■ Requisitos de la tarea ■
[a] ¿Cuántos muertos dejaron los disturbios de Los Ángeles según el pasaje sobre ellos?
[b] Explica, con base en el pasaje sobre los disturbios de Los Ángeles, en qué captó quien narra el verdadero significado de la ira.
[c] Prolonga el pasaje sobre los disturbios de Los Ángeles a partir de su última frase.

■ Pasaje seleccionado ■

Los Ángeles, literalmente, ardió de inmediato tras el veredicto de no culpabilidad del jurado, compuesto por 12 miembros, 10 de ellos blancos, un asiático y una hispana.
Lo demás es historia: los saqueos; la golpiza a Reginald Denny; el toque de queda –que Carlos Ferreyra y yo respetábamos a nuestra manera y siempre en el límite, pues iniciaba al caer la tarde y se levantaba al salir el sol, desde el jueves 30 de abril hasta el domingo 3 de mayo, desplazándonos velozmente de un lado a otro en su pequeño auto color amarillo, al que llamaba “El Rayo”–; el patrullaje militar como una verdadera zona de guerra; los constantes disparos; las detenciones; los llamados al orden y a la reconciliación por parte de líderes comunitarios de los diferentes grupos étnicos, así como un permanente ulular de sirenas de bomberos y ambulancias fueron la escenografía perfecta de aquel gran teatro del mundo que los eternos condenados de la Tierra protagonizaron entre llamas y humo durante prácticamente una semana, y que arrojaría la cifra de 54 muertos, más de tres mil edificios incendiados, un poco más de dos mil heridos, más de mil arrestados y pérdidas materiales calculadas en mil millones de dólares.
Principio y fin
Pero dos voces –dos presencias– de ese entonces fueron el catalizador de lo que yo ya empezaba a prever en el ámbito de la realidad de las minorías de Los Ángeles.
Por un lado, era un afroamericano que aseguraba ser veterano de la Guerra de Vietnam y que se alojaba igualmente en el hotel Chancellor. Su nombre, me dijo, era John Caldwell. En su expresión, en su resentimiento, en la descomposición de su rostro ante el azoro de quienes nos encontrábamos viendo la tele ese 29 de abril en el salón de juegos del hotel capté el verdadero significado de la ira: “¡Hijos de puta! ¿Acaso no vieron el video?”. Su grito fue aterrador, lleno de impotencia.

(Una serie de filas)

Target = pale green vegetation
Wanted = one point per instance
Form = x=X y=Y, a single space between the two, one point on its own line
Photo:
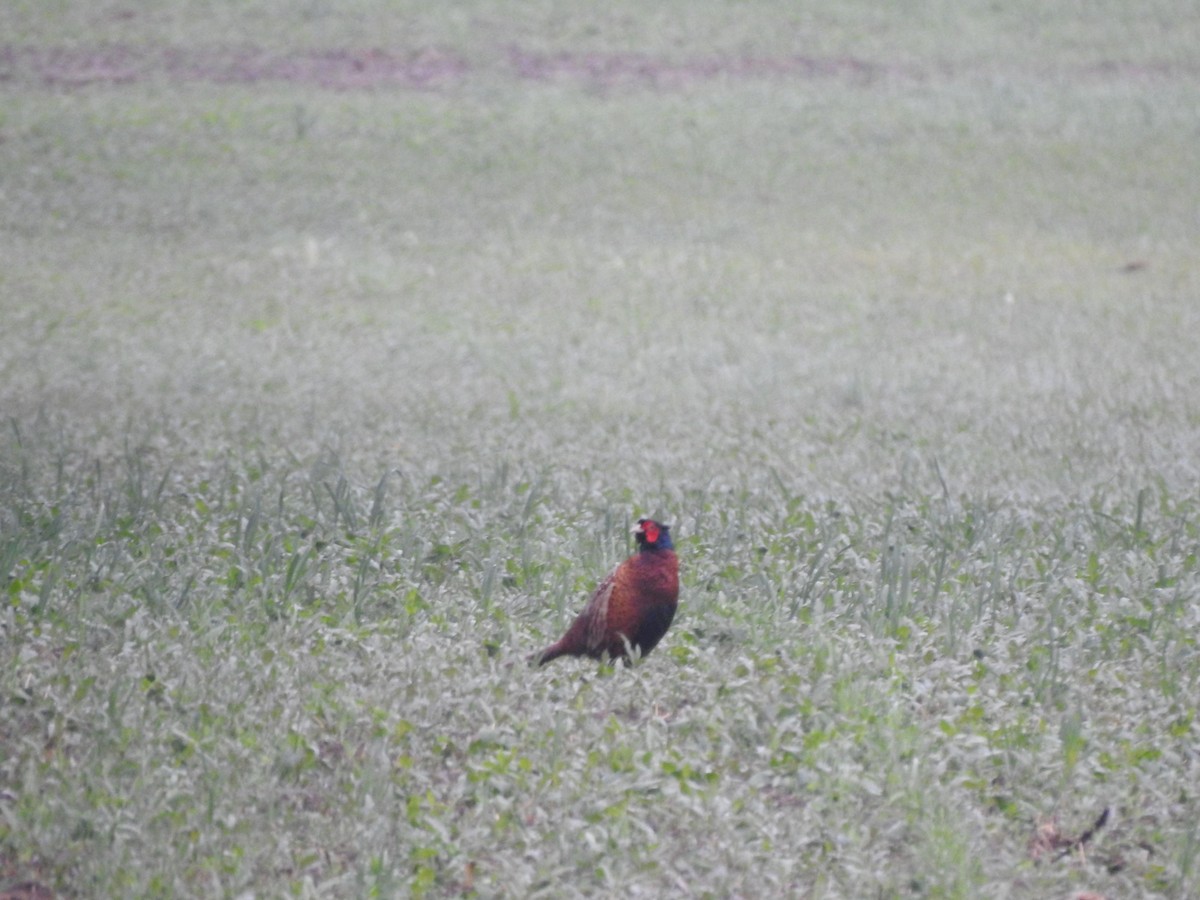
x=324 y=405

■ Resultados esperados ■
[a] Dejaron 54 muertos.

[b] Lo captó en la expresión, el resentimiento y la descomposición del rostro de John Caldwell mientras veían la tele el 29 de abril en el salón de juegos del hotel. Su grito, "¿Acaso no vieron el video?", fue aterrador y estuvo lleno de impotencia.

[c]
Tratar de tranquilizarlo fue una tarea imposible para los filipinos que administraban el hotel, algunos estudiantes japoneses, un par de franceses, varios hindúes, dos iraníes y yo que nos encontrábamos en ese momento ahí. Hoy es fácil imaginar que miles o millones como él reaccionaron igual al mismo tiempo en todo Estados Unidos y gran parte del mundo. Solo minutos, en verdad minutos, después del veredicto todo empezaba con un cada vez más cercano ulular de sirenas de patrullas, por lo que yo empezaba ya a anotar el espíritu de los presagios de esa jornada en una pequeña libretita que aun conservo, mientras me desplazaba a toda velocidad a la calle a ser testigo presencial de la barbarie, entre protestas, llamas, disparos, gritos, humo, cristales rotos y rapiña.
La otra voz fue la que recogí al final de todo (recurro a una pequeña parte de esa crónica aquí y le cambio ligeramente el tiempo verbal dos décadas después para volver a darle presencia en esta historia). Era un michoacano que deambulaba sobre la avenida Vermont, entre edificios aún humeantes, con las manos metidas en las bolsas de su pantalón de mezclilla. Llevaba una playera blanca de manga corta con el logo de los Dodgers al frente.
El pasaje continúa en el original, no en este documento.